Problem description -> Everything in the listing below must be duplicated exactly.

Task inputs ->
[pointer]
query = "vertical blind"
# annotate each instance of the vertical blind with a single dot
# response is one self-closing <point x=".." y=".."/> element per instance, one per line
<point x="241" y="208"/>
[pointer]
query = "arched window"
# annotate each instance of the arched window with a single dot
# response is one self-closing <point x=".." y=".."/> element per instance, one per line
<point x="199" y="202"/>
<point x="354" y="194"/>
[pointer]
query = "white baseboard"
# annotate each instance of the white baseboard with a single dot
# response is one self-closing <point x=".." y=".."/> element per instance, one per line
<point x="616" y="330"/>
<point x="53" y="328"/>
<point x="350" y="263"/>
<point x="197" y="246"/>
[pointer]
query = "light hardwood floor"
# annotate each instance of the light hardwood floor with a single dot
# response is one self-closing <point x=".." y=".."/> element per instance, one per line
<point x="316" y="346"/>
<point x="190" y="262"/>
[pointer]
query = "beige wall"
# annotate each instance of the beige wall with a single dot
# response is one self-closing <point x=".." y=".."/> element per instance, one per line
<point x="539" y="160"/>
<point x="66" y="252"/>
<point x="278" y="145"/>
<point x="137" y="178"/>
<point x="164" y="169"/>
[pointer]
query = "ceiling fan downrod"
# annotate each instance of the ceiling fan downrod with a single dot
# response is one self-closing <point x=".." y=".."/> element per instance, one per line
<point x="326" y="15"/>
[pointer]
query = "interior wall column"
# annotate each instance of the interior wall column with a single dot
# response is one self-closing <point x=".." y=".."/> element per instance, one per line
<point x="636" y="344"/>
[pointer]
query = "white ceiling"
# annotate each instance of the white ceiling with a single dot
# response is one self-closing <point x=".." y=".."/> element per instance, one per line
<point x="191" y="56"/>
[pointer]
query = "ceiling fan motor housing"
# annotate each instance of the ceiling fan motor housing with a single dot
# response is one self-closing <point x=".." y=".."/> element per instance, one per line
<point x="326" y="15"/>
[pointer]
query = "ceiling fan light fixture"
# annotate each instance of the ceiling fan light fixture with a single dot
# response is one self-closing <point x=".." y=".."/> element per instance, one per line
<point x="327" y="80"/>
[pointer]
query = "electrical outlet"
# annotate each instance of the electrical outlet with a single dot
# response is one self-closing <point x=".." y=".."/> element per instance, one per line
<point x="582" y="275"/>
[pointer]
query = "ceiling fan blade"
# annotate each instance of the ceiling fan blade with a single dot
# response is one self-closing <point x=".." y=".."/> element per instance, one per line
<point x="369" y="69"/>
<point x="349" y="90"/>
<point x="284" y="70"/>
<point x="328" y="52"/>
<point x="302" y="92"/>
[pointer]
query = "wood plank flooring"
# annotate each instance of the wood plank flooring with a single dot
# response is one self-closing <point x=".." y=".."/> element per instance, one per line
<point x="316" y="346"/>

Your response ->
[pointer]
query = "vertical blind"
# annotate each instance of the vertical blind with a single dot
# response is one self-closing <point x=".." y=".."/> element per instance, one per line
<point x="241" y="208"/>
[pointer]
query = "arched window"
# annotate each instance of the arched window with a single dot
# response is one self-closing <point x=".." y=".."/> element per instance, one per line
<point x="199" y="202"/>
<point x="354" y="194"/>
[pointer]
query = "white baseboard"
# annotate each instance of the white baseboard with a single dot
# response is one self-closing <point x=".." y=".."/> element per instance, one per line
<point x="616" y="330"/>
<point x="53" y="328"/>
<point x="350" y="263"/>
<point x="197" y="246"/>
[pointer]
query = "light hardwood floor"
# annotate each instance of the light hardwood floor with a single dot
# response is one self-closing <point x=".." y=".."/> element per instance, one per line
<point x="316" y="346"/>
<point x="190" y="262"/>
[pointer]
query = "beige wall"
# annotate each instance of the beige wall with a single dot
# response is one self-closing <point x=".." y=".."/> element per instance, one per line
<point x="539" y="160"/>
<point x="66" y="252"/>
<point x="278" y="145"/>
<point x="137" y="178"/>
<point x="164" y="169"/>
[pointer]
query = "ceiling fan downrod"
# annotate each instance of the ceiling fan downrod with a single dot
# response is one self-closing <point x=".." y=".."/> element per instance, one per line
<point x="326" y="15"/>
[pointer]
query = "interior wall column"
# annotate each instance of the interior wall column with a single dot
# response is one self-closing <point x=".." y=".."/> element per instance, one per line
<point x="636" y="344"/>
[pointer]
query = "white ceiling"
# annotate each instance of the white ceiling with a single dot
# response is one self-closing <point x=".." y=".."/> element per instance, one per line
<point x="191" y="56"/>
[pointer]
query = "ceiling fan motor housing"
# annotate each instance of the ceiling fan motor housing with a single dot
# response is one self-closing <point x=".." y=".."/> element per instance, one per line
<point x="326" y="15"/>
[pointer]
query = "ceiling fan light fixture"
# annotate each instance of the ceiling fan light fixture with a single dot
# response is one self-closing <point x=".." y=".."/> element per instance, one per line
<point x="327" y="80"/>
[pointer]
query = "electrical outlet"
# annotate each instance of the electrical outlet with a single dot
# response is one self-closing <point x=".." y=".."/> element per instance, one per line
<point x="582" y="275"/>
[pointer]
query = "ceiling fan blade"
# annotate each instance of the ceiling fan blade with a single dot
# response is one self-closing <point x=".." y=".."/> element per instance, one per line
<point x="369" y="69"/>
<point x="349" y="90"/>
<point x="284" y="70"/>
<point x="328" y="52"/>
<point x="302" y="92"/>
[pointer]
query = "wood plank flooring"
# annotate each instance of the wood plank flooring with a single dot
# response is one self-closing <point x=".." y=".."/> element per instance, one per line
<point x="316" y="346"/>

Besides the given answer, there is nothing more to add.